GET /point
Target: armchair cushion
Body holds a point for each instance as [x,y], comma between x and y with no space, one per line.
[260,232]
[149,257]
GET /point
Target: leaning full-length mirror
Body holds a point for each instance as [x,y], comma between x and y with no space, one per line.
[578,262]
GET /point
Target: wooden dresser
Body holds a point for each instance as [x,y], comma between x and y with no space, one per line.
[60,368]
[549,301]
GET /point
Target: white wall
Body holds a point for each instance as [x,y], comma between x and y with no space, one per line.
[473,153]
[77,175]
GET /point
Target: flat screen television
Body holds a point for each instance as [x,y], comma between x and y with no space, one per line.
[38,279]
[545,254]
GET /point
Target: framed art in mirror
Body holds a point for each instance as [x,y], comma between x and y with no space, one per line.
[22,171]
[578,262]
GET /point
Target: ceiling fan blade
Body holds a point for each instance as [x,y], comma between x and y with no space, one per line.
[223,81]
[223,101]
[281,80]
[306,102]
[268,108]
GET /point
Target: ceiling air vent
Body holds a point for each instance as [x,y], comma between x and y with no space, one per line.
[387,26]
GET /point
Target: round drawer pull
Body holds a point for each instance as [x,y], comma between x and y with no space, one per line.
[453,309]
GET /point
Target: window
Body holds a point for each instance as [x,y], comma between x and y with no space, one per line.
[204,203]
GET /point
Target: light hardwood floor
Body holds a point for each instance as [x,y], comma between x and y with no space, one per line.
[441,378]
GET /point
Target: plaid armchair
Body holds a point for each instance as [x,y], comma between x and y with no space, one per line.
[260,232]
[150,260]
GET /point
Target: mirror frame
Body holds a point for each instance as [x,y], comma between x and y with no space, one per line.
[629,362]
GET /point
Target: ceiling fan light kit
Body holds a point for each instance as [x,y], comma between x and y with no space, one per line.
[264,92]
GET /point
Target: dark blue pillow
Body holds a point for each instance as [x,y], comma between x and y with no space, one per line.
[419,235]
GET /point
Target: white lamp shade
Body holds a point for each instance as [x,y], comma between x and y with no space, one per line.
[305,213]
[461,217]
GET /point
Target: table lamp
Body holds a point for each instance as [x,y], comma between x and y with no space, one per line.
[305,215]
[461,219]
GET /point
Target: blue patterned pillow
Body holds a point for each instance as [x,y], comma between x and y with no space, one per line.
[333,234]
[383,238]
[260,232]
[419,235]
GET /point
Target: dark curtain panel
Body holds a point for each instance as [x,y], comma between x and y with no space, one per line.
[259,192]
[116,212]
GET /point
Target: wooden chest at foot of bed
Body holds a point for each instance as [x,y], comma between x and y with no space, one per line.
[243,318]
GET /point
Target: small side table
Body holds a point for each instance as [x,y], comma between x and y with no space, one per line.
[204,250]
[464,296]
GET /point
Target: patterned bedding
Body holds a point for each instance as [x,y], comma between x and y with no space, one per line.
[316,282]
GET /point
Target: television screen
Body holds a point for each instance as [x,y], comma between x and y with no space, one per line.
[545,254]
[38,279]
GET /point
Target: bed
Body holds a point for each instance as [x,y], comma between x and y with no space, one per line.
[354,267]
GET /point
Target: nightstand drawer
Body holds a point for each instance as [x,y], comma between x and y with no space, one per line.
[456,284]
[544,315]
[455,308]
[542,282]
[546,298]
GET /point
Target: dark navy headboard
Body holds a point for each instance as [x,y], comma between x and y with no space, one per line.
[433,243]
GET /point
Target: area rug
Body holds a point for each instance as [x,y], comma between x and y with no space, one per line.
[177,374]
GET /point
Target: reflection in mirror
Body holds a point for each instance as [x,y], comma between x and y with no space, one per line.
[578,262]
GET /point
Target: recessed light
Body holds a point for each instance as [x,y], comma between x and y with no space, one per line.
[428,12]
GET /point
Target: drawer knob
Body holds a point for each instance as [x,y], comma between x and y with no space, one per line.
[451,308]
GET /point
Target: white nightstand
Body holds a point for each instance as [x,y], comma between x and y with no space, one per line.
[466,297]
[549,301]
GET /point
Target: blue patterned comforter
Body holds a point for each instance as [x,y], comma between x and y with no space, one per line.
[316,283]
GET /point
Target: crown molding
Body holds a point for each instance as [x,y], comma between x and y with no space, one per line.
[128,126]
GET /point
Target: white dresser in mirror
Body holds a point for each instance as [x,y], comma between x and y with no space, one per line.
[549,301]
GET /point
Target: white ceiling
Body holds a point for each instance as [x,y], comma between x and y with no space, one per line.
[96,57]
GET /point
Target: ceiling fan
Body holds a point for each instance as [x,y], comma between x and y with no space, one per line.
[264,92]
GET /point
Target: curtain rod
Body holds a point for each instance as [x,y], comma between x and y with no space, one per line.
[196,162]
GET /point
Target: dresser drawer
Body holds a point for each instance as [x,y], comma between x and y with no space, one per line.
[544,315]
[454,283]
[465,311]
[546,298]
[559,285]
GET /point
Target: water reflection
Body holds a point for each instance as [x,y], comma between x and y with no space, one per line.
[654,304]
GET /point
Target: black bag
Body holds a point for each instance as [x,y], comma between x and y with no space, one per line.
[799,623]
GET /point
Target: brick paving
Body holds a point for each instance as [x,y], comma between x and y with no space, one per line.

----

An exact written copy of every entry is the required answer.

→ WRITTEN ANSWER:
GET /point
Target: armchair cushion
Body holds a point for each instance as [x,y], comma between x and y with no space, one per line.
[260,232]
[149,257]
GET /point
Target: leaning full-length mirror
Body holds a point for each instance as [x,y], comma between x and y with no space, one per line.
[578,262]
GET /point
Target: wooden dresser
Body holds a point for each instance as [x,y], comma between x and y with no space, one per line.
[60,368]
[549,301]
GET /point
Target: white wall
Body holds a point for each instance as [x,y], comma between x and y with no space, one per line.
[473,153]
[77,175]
GET /point
Target: flat screen television
Body holds a point for each instance as [x,y], comma between x and y with no space, one per line.
[38,279]
[545,254]
GET /point
Target: framed art in mirror
Body holds a point for each instance as [x,y], comma between x and y with no space, one per line.
[22,171]
[578,262]
GET /point
Target: ceiling fan blade
Body holds a point for each instance as [x,y], comma between x and y with no space, one per line.
[223,81]
[223,101]
[281,80]
[306,102]
[268,108]
GET /point
Target: ceiling air vent
Body holds a point for each instance as [x,y], comma between x and y with no space, one per line.
[387,26]
GET /point
Target: round drawer pull
Body holds a point for each instance as [x,y], comma between x and y with no space, one per line.
[453,309]
GET /point
Target: window
Body holds a point for each instance as [x,y], comma between x and y with no space, one per line.
[204,203]
GET /point
Target: light hardwood floor
Body holds a point for each instance as [x,y], comma between x and y with no space, one per line.
[441,378]
GET /point
Target: plaid armchair
Body holds a point for each instance as [x,y], comma between x and y with no space, one per line.
[260,232]
[150,260]
GET /point
Target: mirror frame
Body holds a point for each instance as [x,y], comma between x and y with no space, one per line.
[629,362]
GET /point
Target: ceiling fan light kit
Body holds a point for each instance as [x,y], comma between x and y with no space, one per line.
[264,92]
GET /point
Target: dark blue pillow
Body holds a point for each instance as [x,y], comma between x and y with no space, one per line.
[419,235]
GET /point
Target: white lamp shade
Body holds a point for each instance as [x,y], comma between x and y with no space, one per line.
[305,213]
[461,217]
GET /point
Target: table lamp
Body holds a point for each instance as [x,y], comma between x and y with no space, one per line.
[305,215]
[461,219]
GET /point
Target: blue patterned pillow
Body holds a point for each instance as [x,y], comma between x and y with no space, one per line.
[333,234]
[383,238]
[260,232]
[419,235]
GET /point
Target: dark curtain panel
Body holds a point for each instance as [x,y], comma between x and y with no space, one per line.
[259,192]
[116,212]
GET /point
Target: wooden chest at foot of bed
Body holds a point for each instance as [x,y], comma between x and y with no space, one per line.
[243,318]
GET /point
Target: small side table
Body holds a point for each instance as [x,y], comma between x and y with no space, one per line.
[204,250]
[464,296]
GET /point
Target: patterned bedding
Body holds a point for each instance as [x,y], comma between x and y with no space, one per line.
[316,282]
GET /point
Target: television screen
Body holds a point for each instance as [x,y], comma between x and y with no space, one per line.
[545,254]
[38,279]
GET /point
Target: bed
Body holds a point for each instance as [x,y], comma between x and y with no space, one per line.
[354,267]
GET /point
Target: nightstand drawer
Body holds a point for each instance as [x,y], comma between x and y with no space, one per line.
[456,284]
[544,315]
[455,308]
[542,282]
[546,298]
GET /point
Target: dark navy headboard
Body holds a point for each instance as [x,y], comma between x and y with no space, one per line.
[433,243]
GET /point
Target: area rug
Body holds a point for each instance as [x,y], comma between x and y with no space, one per line.
[177,374]
GET /point
Target: reflection in mirror
Body holds a point for each instance as [x,y], comma between x and y with no space, one per line.
[578,262]
GET /point
Target: recessed light
Body holds a point for each instance as [x,y], comma between x and y with no space, one per line.
[428,12]
GET /point
Target: drawer knob
Body holds a point for each instance as [x,y], comma between x and y with no space, one per line.
[451,308]
GET /point
Target: white nightstand
Body holds a point for each instance as [x,y], comma between x and y with no space, one per line.
[466,297]
[549,301]
GET /point
Target: blue patterned comforter
Body holds a point for each instance as [x,y], comma between x and y with no space, one per line.
[316,283]
GET /point
Target: crown molding
Body holds a point for each instance as [x,y], comma between x and y with no space, one per line.
[128,126]
GET /point
Target: white dresser in mirror
Body holds a point for each instance as [x,y], comma between x and y with no space, one per line.
[549,301]
GET /point
Target: white ceiling
Body holds a point for each instance as [x,y], comma between x and y with no space, one per line.
[96,57]
GET /point
Target: ceiling fan
Body holds a point for each instance as [x,y], comma between x and y with no space, one per line.
[264,92]
GET /point
Target: curtain rod
Body holds a point for each instance as [x,y], comma between x and y with no space, one per line.
[196,162]
GET /point
Target: dresser drawer
Body holds a point for each instance as [x,y], comma between x and y with no space, one per line.
[544,315]
[454,283]
[465,311]
[546,298]
[559,285]
GET /point
Target: water reflection
Body holds a point for each instance as [x,y], comma between x and y with no space, one per line.
[654,304]
GET /point
Target: black bag
Body holds a point for each instance as [x,y], comma between x and y with no space, one per line.
[799,623]
GET /point
Target: brick paving
Body holds a point for each instance as [x,y], comma between x and y with no space, one per line.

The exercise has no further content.